### WHAT YOU HAVE TO DO:
Render the lines below as a Markdown table with two columns, Row and Line, giving each line its own numbered row and skipping any blank lines. Leave the pictures out.

━━━━━━

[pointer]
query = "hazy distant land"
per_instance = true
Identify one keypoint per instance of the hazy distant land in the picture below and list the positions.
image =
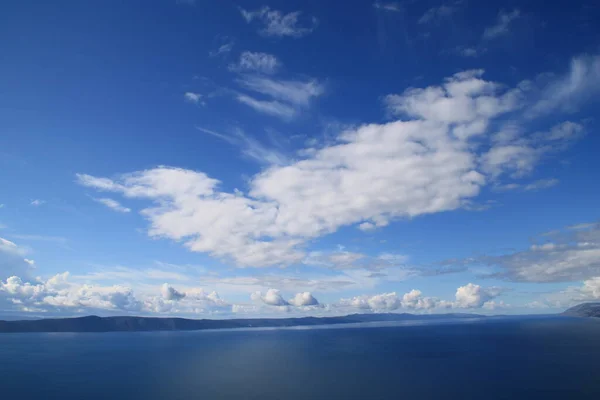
(132, 324)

━━━━━━

### EXPECTED OUTPUT:
| Row | Line |
|---|---|
| 1 | [pointer] |
| 2 | query = "hazy distant land" |
| 3 | per_instance = true |
| 4 | Identify one keypoint per instance of the hazy distant land in the picture below and list the positions. |
| 5 | image = |
| 6 | (132, 324) |